Een tamme gazelle
Eén avond met de dominee is genoeg
Barbara Pym De romans van de Britse schrijfster Barbara Pym doen denken aan die van Agatha Christie, maar dan zonder moord. De onzorgvuldig weggestopte onderbroek van een hulppredikant kan al voldoende zijn om het dorpse evenwicht te verstoren.
In een Engels dorp wonen twee ongetrouwde zussen van middelbare leeftijd, de schuchtere, vormelijke Belinda en de robuuste Harriet. Die laatste heeft een grote fascinatie voor de hulppredikanten die stuk voor stuk een aantal jaren in het dorp verblijven om de plaatselijke dominee bij te staan. Ze heeft geluk: er is net een nieuwe gearriveerd. ‘Het leek een heel aardige jongeman, de nieuwe hulppredikant, maar als hij ging zitten, kwam helaas zijn lange onderbroek tevoorschijn, nonchalant in zijn sokken gepropt.’ Deze zin, waarmee Barbara Pym haar roman Een tamme gazelle begint, zet meteen de toon, met de nadruk op het belang van juist gedrag en juiste kleding, en de lichte ironie die erin doorklinkt.
Een tamme gazelle was het debuut van Barbara Pym (1913-1980). De roman verscheen in 1951, maar Pym was er al aan begonnen toen ze in de jaren dertig in Oxford studeerde. Ze verzon een verhaal over hoe zij en haar zus als oude vrijsters zouden samenleven. Ook andere personages baseerde ze op mensen die ze kende. Die reageerden enthousiast. ‘Ik ga er dus mee door, wie weet wordt het een boek’, schreef Pym in haar dagboek. Dat werd het inderdaad, en nu is het in het Nederlands vertaald, door Anda Schippers, die ook het nawoord schreef waaruit ik de informatie over het ontstaan van de roman putte.
In de manier waarop het kleindorpse leven wordt afgeschilderd, met de centrale rol van de kerk en met alle sociale verhoudingen en regels die het bestaan reguleren en verstikken, is deze roman meteen al vintage Pym. Haar romans doen een beetje denken aan de detectiveromans van Agatha Christie over Miss Marple, maar dan zonder dat de ironische blik op het leven wordt verstoord door een moord die wordt gepleegd en een dader die moet worden aangewezen. Ogenschijnlijk gebeurt er dus weinig in de dorpse middenklassewereld die Pym haar lezers voorschotelt. Maar het sociale evenwicht is wankel genoeg om door het minste geringste verstoord te worden; soms is een hulppredikant die de pijpen van zijn lange onderbroek in zijn sokken propt al genoeg.

Wat je moet doen =
Kloppen deze drie uitspraken volgens het fragment? Beantwoord elke uitspraak met ja of nee en citeer de woorden uit het fragment die de doorslag geven.
1. Een tamme gazelle verscheen in 1951.
2. Harriet is de schuchtere zus.
3. Anda Schippers schreef het nawoord.

(Brongegevens)
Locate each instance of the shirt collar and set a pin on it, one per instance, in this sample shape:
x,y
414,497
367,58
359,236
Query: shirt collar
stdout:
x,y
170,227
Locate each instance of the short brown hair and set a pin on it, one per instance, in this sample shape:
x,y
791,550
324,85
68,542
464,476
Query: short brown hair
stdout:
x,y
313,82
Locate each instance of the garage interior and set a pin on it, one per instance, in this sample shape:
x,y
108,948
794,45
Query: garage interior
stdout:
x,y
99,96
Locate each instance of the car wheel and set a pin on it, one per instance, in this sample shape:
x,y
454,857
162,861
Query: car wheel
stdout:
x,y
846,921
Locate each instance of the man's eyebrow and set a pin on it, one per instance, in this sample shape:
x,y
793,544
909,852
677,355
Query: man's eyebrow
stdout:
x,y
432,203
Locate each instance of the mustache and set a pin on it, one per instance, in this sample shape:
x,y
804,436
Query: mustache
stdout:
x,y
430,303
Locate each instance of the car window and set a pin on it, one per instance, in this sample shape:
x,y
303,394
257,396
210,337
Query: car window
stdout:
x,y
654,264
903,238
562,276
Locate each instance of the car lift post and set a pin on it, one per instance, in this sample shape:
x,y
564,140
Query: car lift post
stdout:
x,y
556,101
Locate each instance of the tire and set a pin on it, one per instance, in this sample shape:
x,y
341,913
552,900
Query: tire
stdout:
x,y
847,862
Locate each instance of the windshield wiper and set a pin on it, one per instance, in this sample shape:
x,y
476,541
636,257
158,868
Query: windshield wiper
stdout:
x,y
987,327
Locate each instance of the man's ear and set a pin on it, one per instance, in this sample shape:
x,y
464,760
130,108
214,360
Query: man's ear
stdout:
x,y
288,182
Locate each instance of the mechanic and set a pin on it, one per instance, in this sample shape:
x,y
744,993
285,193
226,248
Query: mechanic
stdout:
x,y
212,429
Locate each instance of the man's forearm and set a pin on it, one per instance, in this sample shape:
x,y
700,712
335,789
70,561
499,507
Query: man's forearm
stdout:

Het antwoord =
1. Ja: "De roman verscheen in 1951"
2. Nee: "de schuchtere, vormelijke Belinda en de robuuste Harriet"
3. Ja: "door Anda Schippers, die ook het nawoord schreef"